_Task prompt:_
Count the lines in the rows below that contain the string "garage", and give only that number.

[Rows from a pointing dataset]
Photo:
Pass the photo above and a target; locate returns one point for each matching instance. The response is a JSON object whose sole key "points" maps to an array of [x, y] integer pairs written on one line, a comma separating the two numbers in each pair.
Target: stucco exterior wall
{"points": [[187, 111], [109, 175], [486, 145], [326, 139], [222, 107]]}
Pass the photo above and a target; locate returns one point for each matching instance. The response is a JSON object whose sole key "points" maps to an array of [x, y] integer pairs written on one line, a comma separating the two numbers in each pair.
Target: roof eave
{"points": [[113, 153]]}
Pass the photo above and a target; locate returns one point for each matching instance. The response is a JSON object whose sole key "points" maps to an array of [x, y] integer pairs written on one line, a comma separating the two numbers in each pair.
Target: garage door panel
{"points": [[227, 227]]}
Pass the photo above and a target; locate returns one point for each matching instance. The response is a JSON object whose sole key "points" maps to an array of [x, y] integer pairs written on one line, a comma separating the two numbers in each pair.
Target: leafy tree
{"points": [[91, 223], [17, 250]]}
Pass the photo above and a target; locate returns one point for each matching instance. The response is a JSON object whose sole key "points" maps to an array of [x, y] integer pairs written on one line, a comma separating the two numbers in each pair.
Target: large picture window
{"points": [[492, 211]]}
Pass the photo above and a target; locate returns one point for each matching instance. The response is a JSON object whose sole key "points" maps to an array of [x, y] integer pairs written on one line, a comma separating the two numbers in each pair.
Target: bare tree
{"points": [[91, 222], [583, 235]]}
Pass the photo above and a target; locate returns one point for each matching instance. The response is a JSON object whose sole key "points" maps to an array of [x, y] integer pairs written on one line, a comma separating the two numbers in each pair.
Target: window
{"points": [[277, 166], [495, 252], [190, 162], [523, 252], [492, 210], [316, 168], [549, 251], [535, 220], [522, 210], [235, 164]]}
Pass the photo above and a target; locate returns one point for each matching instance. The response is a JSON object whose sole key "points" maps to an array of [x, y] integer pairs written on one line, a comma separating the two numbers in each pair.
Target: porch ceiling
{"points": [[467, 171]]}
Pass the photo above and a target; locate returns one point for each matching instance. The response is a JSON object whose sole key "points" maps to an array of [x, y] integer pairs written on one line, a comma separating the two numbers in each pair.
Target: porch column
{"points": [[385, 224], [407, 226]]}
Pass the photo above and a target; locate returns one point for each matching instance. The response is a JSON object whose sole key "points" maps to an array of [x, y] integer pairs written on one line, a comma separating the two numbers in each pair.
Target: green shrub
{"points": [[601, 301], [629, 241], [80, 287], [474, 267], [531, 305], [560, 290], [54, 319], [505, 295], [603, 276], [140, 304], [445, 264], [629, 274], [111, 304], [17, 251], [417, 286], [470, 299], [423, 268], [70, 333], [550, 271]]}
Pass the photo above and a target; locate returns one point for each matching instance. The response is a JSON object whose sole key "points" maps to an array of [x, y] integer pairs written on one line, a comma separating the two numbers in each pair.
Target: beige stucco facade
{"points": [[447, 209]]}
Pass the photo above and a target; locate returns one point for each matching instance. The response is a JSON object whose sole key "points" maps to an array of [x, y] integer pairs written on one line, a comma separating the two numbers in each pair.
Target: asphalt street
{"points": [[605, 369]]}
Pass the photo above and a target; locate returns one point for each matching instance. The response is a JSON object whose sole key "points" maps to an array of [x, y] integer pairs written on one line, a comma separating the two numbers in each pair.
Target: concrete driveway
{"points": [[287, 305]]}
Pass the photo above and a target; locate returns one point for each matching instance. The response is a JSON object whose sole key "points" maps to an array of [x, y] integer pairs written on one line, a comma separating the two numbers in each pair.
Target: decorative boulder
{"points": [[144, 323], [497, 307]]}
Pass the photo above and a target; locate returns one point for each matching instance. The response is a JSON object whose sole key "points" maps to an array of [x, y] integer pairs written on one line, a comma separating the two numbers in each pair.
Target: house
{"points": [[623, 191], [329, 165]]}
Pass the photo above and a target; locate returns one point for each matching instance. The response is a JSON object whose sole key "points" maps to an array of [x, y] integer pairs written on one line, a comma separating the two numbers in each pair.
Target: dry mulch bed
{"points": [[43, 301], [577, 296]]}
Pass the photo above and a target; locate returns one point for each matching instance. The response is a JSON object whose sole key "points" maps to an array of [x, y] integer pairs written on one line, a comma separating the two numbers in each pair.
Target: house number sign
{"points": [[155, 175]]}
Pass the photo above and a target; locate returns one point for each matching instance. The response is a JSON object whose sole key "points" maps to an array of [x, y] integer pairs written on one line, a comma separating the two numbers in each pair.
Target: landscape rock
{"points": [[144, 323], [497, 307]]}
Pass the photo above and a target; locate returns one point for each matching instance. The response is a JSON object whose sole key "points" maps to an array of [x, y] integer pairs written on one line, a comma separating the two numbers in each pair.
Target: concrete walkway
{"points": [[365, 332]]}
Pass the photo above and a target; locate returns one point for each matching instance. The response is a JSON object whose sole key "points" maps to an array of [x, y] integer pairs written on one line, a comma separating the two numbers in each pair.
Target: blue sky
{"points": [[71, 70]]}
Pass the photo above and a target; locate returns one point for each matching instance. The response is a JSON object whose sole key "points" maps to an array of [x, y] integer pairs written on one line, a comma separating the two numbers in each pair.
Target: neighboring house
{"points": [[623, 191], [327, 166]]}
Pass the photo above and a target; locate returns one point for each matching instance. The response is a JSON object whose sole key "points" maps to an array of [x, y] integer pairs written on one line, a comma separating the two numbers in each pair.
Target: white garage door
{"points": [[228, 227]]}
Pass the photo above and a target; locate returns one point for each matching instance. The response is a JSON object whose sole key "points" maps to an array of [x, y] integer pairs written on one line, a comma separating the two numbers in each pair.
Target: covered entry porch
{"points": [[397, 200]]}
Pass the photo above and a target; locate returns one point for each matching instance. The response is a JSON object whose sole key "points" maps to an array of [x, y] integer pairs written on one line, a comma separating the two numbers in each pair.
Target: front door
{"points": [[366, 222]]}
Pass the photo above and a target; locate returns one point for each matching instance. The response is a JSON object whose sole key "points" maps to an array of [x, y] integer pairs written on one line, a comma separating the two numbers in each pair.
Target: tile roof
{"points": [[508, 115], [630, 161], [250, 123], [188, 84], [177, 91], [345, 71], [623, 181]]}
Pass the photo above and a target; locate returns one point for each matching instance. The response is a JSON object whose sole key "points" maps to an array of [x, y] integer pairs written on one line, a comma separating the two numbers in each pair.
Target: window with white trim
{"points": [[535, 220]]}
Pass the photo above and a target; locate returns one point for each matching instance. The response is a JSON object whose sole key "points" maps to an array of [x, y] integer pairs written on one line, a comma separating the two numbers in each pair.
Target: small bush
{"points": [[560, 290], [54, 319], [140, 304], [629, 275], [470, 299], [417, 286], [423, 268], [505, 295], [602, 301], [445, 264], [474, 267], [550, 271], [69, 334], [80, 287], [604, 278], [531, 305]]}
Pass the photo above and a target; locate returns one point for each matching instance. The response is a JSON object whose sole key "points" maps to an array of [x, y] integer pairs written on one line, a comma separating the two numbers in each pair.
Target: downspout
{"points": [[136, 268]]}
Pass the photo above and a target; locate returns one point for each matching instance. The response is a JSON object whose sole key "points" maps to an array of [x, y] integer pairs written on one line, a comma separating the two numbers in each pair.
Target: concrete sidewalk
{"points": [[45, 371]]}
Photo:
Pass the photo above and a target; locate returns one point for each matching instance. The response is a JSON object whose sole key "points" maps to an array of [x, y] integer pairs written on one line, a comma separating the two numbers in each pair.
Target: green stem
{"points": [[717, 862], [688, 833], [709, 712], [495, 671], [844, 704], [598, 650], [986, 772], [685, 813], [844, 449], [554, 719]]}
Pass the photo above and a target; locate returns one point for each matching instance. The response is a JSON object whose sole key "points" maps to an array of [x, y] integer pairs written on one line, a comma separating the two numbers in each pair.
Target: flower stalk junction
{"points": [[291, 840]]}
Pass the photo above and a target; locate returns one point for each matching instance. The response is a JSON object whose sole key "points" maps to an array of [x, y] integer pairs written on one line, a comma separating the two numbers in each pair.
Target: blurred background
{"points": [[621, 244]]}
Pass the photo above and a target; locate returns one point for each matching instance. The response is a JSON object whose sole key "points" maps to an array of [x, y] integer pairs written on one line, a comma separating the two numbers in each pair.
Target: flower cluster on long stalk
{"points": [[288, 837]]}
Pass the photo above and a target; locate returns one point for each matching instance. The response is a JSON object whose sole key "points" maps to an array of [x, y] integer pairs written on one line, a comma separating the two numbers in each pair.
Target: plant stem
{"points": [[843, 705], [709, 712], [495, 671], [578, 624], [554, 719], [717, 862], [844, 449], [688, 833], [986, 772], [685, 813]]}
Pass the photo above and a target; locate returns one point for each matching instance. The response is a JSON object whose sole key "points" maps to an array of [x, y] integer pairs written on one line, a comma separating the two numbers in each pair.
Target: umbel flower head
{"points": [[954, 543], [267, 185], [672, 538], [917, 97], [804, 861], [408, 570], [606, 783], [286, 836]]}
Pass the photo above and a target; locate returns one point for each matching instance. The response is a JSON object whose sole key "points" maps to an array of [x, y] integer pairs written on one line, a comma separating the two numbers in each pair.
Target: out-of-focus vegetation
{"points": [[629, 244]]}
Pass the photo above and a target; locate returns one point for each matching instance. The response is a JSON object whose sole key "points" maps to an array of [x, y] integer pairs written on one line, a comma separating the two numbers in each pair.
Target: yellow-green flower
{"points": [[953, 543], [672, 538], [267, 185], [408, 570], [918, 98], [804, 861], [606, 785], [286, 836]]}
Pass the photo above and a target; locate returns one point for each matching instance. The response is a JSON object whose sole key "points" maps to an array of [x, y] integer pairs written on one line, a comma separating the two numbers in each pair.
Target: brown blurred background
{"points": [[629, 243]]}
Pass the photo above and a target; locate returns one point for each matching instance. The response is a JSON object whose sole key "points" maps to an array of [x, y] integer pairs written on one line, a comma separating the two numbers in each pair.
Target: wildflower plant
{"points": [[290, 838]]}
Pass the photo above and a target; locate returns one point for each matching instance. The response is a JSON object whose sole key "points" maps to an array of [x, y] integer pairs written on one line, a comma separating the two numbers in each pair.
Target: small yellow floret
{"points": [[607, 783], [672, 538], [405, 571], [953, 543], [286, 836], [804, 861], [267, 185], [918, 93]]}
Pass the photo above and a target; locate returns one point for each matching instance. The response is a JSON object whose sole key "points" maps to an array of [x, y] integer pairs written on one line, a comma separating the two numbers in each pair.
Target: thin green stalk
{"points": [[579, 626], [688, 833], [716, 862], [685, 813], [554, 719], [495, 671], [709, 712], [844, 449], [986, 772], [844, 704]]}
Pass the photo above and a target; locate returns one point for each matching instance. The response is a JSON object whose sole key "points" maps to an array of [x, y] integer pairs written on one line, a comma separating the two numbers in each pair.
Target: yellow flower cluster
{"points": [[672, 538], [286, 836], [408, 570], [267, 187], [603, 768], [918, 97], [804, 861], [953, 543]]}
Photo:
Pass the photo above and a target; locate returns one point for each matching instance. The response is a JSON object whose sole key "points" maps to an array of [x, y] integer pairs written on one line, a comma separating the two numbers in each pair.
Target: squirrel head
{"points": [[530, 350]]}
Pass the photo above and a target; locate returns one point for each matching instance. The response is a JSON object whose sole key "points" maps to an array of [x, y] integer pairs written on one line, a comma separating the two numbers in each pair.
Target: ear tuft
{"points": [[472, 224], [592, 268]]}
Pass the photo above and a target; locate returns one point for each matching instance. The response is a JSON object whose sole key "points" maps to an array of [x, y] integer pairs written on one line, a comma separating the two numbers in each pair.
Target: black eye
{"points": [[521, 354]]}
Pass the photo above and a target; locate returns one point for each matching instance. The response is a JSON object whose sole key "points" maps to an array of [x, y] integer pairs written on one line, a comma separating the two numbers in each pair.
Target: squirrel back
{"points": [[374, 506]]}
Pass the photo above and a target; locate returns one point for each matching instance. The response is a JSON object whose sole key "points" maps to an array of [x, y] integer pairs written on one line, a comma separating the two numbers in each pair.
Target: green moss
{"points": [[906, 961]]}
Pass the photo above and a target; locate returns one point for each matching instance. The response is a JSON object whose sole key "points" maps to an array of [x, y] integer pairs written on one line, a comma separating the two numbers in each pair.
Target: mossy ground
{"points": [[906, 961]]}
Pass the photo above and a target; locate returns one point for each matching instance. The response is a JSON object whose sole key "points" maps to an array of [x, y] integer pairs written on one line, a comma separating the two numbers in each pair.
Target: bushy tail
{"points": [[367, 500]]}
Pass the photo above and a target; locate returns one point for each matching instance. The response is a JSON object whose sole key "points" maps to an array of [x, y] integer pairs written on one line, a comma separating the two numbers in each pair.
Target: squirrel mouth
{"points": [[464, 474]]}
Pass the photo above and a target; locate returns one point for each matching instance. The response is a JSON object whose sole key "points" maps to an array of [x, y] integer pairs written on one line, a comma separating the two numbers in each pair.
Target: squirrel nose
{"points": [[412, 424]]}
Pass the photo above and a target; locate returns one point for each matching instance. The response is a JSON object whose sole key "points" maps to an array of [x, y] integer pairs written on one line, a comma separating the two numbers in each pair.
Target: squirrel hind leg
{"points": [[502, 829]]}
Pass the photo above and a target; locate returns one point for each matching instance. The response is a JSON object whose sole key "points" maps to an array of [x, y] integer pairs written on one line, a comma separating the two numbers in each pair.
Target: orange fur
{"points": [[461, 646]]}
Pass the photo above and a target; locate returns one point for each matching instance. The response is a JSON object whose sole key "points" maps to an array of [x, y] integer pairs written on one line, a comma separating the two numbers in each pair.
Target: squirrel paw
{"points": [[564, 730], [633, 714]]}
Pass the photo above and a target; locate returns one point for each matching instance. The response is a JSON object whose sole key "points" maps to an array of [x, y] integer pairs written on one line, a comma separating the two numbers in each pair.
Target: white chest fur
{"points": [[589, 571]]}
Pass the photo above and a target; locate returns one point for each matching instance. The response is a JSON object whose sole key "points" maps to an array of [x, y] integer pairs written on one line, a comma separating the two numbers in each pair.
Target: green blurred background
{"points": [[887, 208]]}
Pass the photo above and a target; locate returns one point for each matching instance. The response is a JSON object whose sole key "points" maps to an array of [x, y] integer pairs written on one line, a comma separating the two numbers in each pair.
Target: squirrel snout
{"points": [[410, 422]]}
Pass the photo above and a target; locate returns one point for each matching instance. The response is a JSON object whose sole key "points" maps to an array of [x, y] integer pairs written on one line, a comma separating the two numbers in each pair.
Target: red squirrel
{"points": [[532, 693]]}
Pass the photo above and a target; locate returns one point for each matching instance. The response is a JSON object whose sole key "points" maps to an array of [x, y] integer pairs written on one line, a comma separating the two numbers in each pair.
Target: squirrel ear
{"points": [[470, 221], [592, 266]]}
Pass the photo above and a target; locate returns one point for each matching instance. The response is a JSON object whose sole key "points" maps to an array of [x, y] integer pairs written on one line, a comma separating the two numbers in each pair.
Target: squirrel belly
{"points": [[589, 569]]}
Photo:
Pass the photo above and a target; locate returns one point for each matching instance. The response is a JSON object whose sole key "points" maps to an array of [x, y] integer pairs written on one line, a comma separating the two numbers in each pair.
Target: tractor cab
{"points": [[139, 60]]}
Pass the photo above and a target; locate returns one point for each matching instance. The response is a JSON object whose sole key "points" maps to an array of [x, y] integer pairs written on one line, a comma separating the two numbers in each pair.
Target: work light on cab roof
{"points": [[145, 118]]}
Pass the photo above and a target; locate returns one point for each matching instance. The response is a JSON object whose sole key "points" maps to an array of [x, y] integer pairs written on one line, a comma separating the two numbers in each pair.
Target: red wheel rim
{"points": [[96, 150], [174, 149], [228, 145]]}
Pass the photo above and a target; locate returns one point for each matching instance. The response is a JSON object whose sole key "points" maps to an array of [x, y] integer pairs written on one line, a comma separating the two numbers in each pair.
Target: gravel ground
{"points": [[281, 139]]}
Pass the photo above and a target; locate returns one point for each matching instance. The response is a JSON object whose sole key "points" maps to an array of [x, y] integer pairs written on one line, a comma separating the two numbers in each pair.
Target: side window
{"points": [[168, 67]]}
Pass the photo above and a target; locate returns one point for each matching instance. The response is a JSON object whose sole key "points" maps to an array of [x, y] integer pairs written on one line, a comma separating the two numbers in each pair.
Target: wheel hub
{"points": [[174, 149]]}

_Answer to the problem:_
2